| Document excerpt |
-.-.-

Burglaries, bills and bossy landlords, not exactly the most endearing prospect, after living in the safeguards of halls. We weren’t the only ones who had an ominous feeling when it came to moving into our new student houses, nor were the claims that five houses on Brudenell Road had been broken into in the first week particularly reassuring.
However, now three weeks in, halls seems like a distant memory… and a restrictive one at that! Gone are the 3am fire alarms, due to reckless individuals taking scalding showers and leaving the door open; gone are the dodgy wardens who thought it was OK to impede on our loud music (who do they think they are?), and wearing double denim. We’re all for individuality in fashion, but please!
The perks of second year living include less try-hards, attempting to sell endless Halo tickets in a bid to make friends, and more genuine friendships with less drunken, Fresher ‘ I love you!’ declarations’, despite not even knowing your name. Nights out suddenly come with a lot more variety, with an ever-growing number of house parties. With the Co-op’s finest Vodka, and money saved from taxis spent on ‘baccy’ and Rizla (straights are so first year), house parties provide pretty cheap thrills for the impoverished student. Obviously there are no wardens to stop ‘rowdy’ (‘laddish’) behaviour, but hey, we’re second years. No need for double denims!

-.-.-

| Supplied records |
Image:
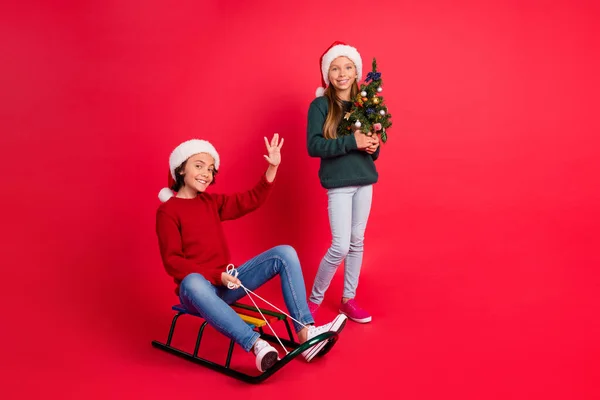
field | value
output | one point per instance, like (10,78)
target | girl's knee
(287,253)
(339,250)
(194,282)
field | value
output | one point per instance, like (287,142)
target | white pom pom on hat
(337,49)
(181,153)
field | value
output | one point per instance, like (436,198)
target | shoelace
(231,270)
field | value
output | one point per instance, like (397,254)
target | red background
(481,253)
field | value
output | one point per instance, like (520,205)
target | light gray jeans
(349,209)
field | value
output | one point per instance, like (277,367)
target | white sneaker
(266,355)
(334,326)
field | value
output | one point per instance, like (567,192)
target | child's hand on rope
(227,278)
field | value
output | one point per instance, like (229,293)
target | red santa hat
(337,49)
(181,153)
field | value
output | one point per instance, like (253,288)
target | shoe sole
(359,320)
(338,325)
(268,359)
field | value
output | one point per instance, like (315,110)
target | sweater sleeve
(239,204)
(375,155)
(317,145)
(171,249)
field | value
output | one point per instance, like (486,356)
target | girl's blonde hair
(334,110)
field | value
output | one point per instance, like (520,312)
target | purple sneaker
(313,307)
(354,312)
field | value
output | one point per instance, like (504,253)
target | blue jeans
(212,302)
(349,209)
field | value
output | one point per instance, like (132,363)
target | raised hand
(274,150)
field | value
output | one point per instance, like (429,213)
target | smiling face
(198,172)
(342,75)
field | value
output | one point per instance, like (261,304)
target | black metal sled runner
(249,315)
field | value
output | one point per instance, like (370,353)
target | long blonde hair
(334,110)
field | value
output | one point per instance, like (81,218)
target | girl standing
(347,171)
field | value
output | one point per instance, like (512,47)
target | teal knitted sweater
(342,164)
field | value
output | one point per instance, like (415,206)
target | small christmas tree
(368,113)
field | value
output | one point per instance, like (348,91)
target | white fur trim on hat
(181,153)
(335,51)
(187,149)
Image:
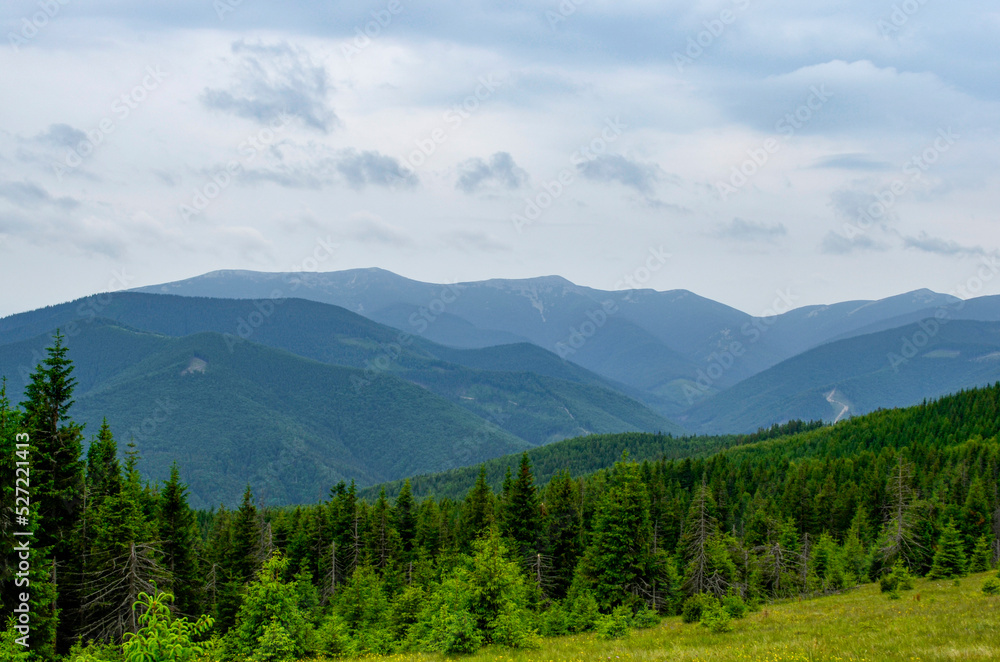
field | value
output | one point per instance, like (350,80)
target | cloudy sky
(835,150)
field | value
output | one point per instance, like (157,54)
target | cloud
(471,240)
(852,162)
(316,167)
(499,172)
(272,81)
(61,136)
(32,196)
(362,168)
(617,168)
(751,231)
(369,228)
(938,246)
(837,244)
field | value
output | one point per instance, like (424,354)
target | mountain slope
(255,414)
(557,400)
(894,368)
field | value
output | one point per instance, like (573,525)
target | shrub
(616,624)
(715,617)
(735,606)
(645,618)
(898,579)
(693,607)
(555,621)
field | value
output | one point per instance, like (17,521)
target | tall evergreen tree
(563,532)
(949,557)
(520,516)
(178,535)
(57,478)
(618,555)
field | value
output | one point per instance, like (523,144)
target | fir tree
(949,557)
(179,535)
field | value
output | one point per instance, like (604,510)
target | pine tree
(122,562)
(520,515)
(477,511)
(949,557)
(563,532)
(178,535)
(982,555)
(617,558)
(406,520)
(57,479)
(699,528)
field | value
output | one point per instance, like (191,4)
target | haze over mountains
(295,381)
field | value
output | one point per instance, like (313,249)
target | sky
(735,148)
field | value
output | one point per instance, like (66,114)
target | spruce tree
(617,558)
(178,535)
(520,516)
(57,478)
(477,510)
(563,532)
(949,557)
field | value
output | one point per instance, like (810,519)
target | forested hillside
(821,510)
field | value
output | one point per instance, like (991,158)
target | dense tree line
(820,510)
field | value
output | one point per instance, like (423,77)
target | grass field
(935,621)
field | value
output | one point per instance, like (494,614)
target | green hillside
(290,426)
(547,399)
(863,373)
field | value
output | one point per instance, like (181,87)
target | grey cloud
(938,246)
(500,171)
(742,230)
(837,244)
(28,195)
(60,136)
(371,229)
(347,166)
(274,80)
(853,162)
(617,168)
(362,168)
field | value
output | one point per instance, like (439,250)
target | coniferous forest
(124,569)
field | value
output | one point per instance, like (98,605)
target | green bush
(715,617)
(735,606)
(897,579)
(693,607)
(555,621)
(645,618)
(616,624)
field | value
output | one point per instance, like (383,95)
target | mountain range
(293,381)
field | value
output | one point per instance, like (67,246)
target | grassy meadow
(935,621)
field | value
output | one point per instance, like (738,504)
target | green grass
(935,621)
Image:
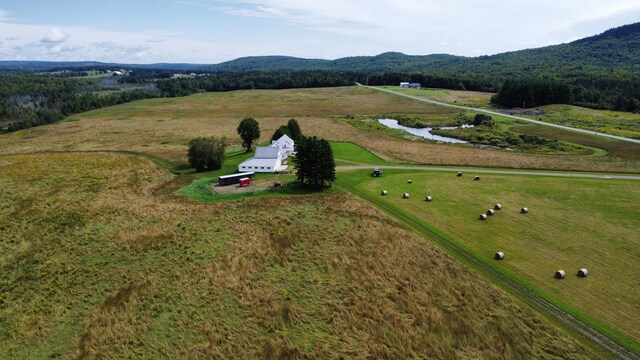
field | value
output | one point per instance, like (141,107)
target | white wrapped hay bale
(583,272)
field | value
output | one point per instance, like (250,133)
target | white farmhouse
(270,158)
(286,144)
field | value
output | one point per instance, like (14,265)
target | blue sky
(212,31)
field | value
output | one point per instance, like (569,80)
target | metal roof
(260,163)
(267,152)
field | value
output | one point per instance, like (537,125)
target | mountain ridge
(614,51)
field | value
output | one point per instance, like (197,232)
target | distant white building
(286,144)
(271,158)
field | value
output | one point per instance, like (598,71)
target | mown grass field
(465,98)
(606,121)
(572,223)
(163,127)
(98,261)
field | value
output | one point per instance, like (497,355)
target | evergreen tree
(316,167)
(249,131)
(294,129)
(206,153)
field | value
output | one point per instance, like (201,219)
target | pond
(424,132)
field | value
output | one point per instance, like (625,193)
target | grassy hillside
(98,260)
(572,223)
(162,127)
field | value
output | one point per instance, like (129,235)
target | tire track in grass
(514,286)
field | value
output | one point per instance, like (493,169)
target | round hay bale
(583,272)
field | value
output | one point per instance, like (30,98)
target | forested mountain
(601,71)
(614,51)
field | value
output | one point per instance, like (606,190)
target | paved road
(487,171)
(622,138)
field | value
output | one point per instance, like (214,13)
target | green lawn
(572,223)
(351,154)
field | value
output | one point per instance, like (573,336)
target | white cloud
(419,26)
(55,35)
(81,43)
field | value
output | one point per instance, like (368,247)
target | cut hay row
(552,232)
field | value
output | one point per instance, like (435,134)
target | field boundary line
(488,171)
(512,285)
(590,132)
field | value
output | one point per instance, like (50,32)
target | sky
(213,31)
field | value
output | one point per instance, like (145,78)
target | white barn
(286,144)
(269,159)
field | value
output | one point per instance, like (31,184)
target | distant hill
(615,50)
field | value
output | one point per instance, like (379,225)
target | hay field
(611,122)
(98,261)
(465,98)
(572,223)
(162,127)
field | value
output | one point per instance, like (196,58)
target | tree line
(28,100)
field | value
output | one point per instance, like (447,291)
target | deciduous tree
(206,153)
(249,131)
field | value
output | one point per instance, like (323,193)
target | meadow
(465,98)
(605,121)
(162,128)
(112,247)
(98,261)
(572,223)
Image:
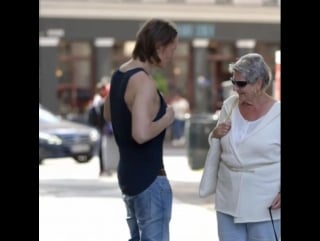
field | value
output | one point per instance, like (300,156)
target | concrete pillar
(48,82)
(201,79)
(103,61)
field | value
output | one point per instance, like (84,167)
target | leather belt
(162,172)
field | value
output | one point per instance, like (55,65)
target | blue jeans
(149,212)
(256,231)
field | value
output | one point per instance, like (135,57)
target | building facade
(81,42)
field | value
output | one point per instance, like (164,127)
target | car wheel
(82,158)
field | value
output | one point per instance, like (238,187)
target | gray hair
(253,67)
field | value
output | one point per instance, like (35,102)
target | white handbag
(209,177)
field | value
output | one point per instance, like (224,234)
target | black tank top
(139,164)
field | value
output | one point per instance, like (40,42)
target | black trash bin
(198,127)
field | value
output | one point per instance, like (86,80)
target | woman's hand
(276,202)
(221,129)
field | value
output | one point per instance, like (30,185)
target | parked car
(59,137)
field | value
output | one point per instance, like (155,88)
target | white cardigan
(249,174)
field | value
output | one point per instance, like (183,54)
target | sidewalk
(91,209)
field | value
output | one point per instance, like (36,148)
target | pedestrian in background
(181,108)
(96,119)
(140,116)
(247,197)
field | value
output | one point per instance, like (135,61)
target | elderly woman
(247,198)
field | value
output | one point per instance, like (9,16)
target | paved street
(76,205)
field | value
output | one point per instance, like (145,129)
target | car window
(46,117)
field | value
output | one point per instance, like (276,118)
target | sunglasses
(239,83)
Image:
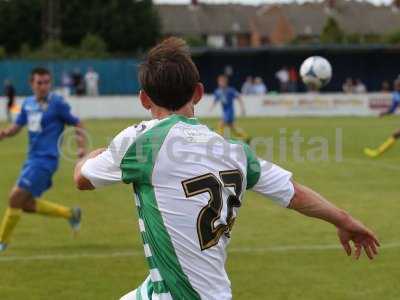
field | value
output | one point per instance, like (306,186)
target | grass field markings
(288,248)
(372,163)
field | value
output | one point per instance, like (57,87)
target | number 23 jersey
(189,184)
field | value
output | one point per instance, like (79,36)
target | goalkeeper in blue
(45,114)
(373,153)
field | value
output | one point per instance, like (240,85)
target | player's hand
(81,152)
(363,238)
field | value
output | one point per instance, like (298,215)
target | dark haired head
(39,71)
(168,75)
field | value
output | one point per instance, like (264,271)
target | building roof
(306,19)
(205,18)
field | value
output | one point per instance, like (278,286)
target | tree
(332,33)
(393,37)
(20,22)
(125,25)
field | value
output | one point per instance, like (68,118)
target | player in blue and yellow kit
(227,95)
(45,114)
(396,135)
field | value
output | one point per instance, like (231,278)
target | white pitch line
(47,257)
(370,162)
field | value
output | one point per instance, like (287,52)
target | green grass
(369,189)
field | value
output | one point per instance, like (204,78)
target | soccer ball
(316,72)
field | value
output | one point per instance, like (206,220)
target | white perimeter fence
(109,107)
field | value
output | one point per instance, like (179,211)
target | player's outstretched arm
(310,203)
(80,139)
(241,103)
(9,131)
(81,182)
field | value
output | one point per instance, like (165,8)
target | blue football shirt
(45,123)
(227,97)
(395,102)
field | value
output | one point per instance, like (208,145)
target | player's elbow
(82,183)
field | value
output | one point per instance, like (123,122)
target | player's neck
(162,113)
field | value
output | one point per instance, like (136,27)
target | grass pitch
(274,253)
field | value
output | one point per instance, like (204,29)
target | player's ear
(198,93)
(145,100)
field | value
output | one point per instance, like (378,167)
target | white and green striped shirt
(189,184)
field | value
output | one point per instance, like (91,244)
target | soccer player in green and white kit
(189,184)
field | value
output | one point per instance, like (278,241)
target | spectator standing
(77,82)
(359,87)
(293,80)
(283,77)
(259,88)
(247,87)
(385,87)
(10,92)
(347,86)
(92,82)
(66,83)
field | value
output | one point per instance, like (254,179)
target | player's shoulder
(57,98)
(28,100)
(123,141)
(233,90)
(131,133)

-.-.-

| Questions |
1. Write out the passage of the student housing piece starting at "The perks of" and ending at "for double denims!".
2. Resume the article on second-year student housing from its last sentence and carry it forward.
The records have no connection to the text on second-year student housing.

| Responses per task |
1.
The perks of second year living include less try-hards, attempting to sell endless Halo tickets in a bid to make friends, and more genuine friendships with less drunken, Fresher ‘ I love you!’ declarations’, despite not even knowing your name. Nights out suddenly come with a lot more variety, with an ever-growing number of house parties. With the Co-op’s finest Vodka, and money saved from taxis spent on ‘baccy’ and Rizla (straights are so first year), house parties provide pretty cheap thrills for the impoverished student. Obviously there are no wardens to stop ‘rowdy’ (‘laddish’) behaviour, but hey, we’re second years. No need for double denims!

2.
For those that lived in halls further a field, and forked out £300 on a bus pass, fear not, living in Hyde Park is at most a half an hour walk into Uni – which can be ideal for a hangover! (Alternatively, a trip to Bakery 164 ‘en route’ never hurt anyone). Another advantage of living in a house (particularly for those who were in catered halls), is the luxury of round the clock meal times, and not forming an ‘orderly’ queue at two o’ clock in the Refectory! Whilst sell by dates and freezer food can make for a night of heavy eating, house meals become a dreamy option, as opposed to the awkward ‘get what you’re given’ meals served in the Refectory. We like noodles as much as the next person, but who are we to say no to a themed Mexican night complete with Margaritas? Time to whip out those sombreros!
One thing to bear in mind, future second years, when sorting out your house, is to sort the internet out! One member of this ‘journalistic’ team still doesn’t have internet, and is consequently suffering withdrawal symptoms, and falling behind in downloading illegal torrents, another perk of unrestricted Wifi. Make the most of safety, but…. ‘big bad’ second year isn’t so bad after all.